THE REQUEST:
Render the lines below as a two-column CSV with the header instruction,output, one row per line, holding its text and then its answer. Put each field in double quotes, turn line breaks into spaces, and leave out the pictures.
Start RECORDS FOR THIS EXERCISE
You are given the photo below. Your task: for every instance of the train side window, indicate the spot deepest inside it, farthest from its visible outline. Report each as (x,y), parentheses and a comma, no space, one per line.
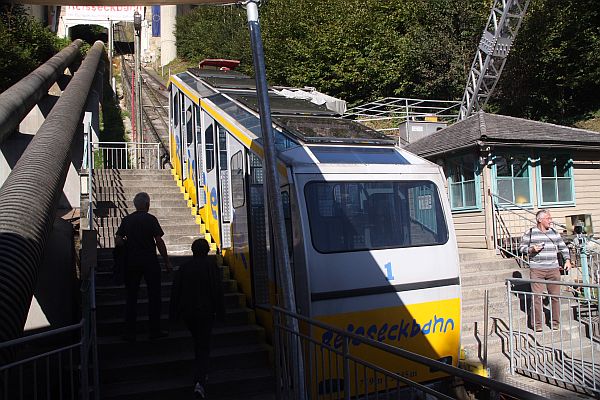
(287,217)
(175,110)
(209,143)
(188,125)
(237,180)
(222,148)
End RECORDS FOR THIS EXERCISE
SOLUTION BELOW:
instruction,output
"You are given the photo below. Your task: for every instance of the train side window, indicate the spot deepest inside it, farthest from its visible outline. Report each as (x,y), parentheses and a comma, no space, one per line.","(287,217) (175,110) (209,143) (188,125) (237,180) (222,148)"